**Problem description**
Beneath this line is the data. Output exactly the lines from the line with "Target: green stem" to the line with "[(168, 86)]", both ends included, and nothing more.

BEGIN

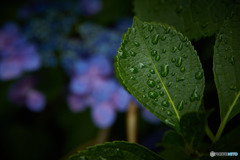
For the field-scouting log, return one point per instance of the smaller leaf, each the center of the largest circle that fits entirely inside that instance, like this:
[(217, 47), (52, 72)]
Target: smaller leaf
[(193, 127), (118, 150)]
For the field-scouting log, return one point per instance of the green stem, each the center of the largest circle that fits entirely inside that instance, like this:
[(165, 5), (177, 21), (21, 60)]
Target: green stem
[(224, 121), (209, 133)]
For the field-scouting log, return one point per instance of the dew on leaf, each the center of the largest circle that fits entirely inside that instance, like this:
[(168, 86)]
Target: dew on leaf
[(152, 71), (180, 79), (165, 103), (155, 39), (232, 60), (141, 65), (173, 60), (133, 54), (199, 75), (182, 69), (136, 44), (174, 49), (167, 30), (150, 28), (164, 70), (154, 53), (180, 46), (158, 87), (180, 105), (122, 54), (151, 83), (161, 93), (169, 84), (157, 58), (152, 94), (169, 113), (163, 37), (194, 96), (179, 62), (133, 69)]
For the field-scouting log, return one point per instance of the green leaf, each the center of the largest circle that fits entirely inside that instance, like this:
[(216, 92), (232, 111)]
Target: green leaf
[(193, 127), (116, 151), (226, 67), (194, 18), (161, 69)]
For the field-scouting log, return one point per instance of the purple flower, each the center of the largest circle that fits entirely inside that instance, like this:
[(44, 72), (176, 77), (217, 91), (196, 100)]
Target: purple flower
[(35, 101), (103, 115)]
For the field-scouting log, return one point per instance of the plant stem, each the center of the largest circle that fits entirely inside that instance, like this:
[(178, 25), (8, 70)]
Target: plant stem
[(132, 122), (209, 133)]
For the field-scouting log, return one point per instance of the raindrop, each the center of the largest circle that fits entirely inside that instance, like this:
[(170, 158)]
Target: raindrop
[(169, 113), (180, 105), (164, 70), (165, 103), (161, 93), (154, 53), (132, 78), (232, 60), (180, 46), (182, 69), (133, 69), (155, 39), (150, 28), (136, 44), (180, 79), (167, 30), (179, 9), (194, 96), (169, 84), (199, 75), (152, 94), (144, 25), (151, 83), (122, 54), (152, 71), (174, 49), (146, 36), (173, 60), (234, 88), (133, 54), (157, 58), (179, 62), (158, 87), (141, 65), (133, 30), (163, 37), (169, 123)]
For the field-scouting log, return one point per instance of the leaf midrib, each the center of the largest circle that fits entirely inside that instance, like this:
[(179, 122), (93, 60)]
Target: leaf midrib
[(164, 87)]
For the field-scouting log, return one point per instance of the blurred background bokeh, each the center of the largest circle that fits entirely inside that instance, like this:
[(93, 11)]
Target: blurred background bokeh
[(58, 91)]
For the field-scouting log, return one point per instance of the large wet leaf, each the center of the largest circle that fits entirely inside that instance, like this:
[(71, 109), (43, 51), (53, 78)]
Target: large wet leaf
[(226, 67), (161, 69), (116, 151), (194, 18)]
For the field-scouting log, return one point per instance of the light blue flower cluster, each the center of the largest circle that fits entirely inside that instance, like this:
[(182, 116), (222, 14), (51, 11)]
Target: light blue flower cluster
[(16, 54)]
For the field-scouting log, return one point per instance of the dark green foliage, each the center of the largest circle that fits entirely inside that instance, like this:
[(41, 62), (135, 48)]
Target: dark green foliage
[(194, 18), (164, 74), (116, 151)]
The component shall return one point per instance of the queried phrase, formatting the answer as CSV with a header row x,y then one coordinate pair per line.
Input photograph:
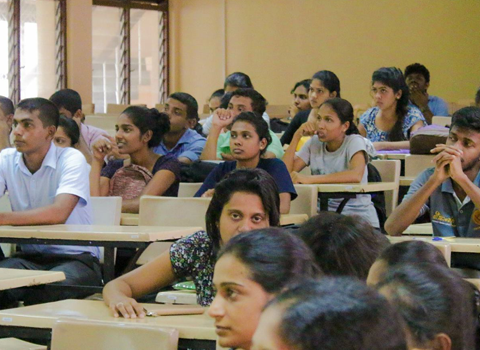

END

**Exercise response**
Target: green stem
[(224, 121), (209, 133)]
For the field-scouting log, return one point per instance of the dew on leaf, each the center of the largest circle that fits entirely inside that instance, like this:
[(168, 86)]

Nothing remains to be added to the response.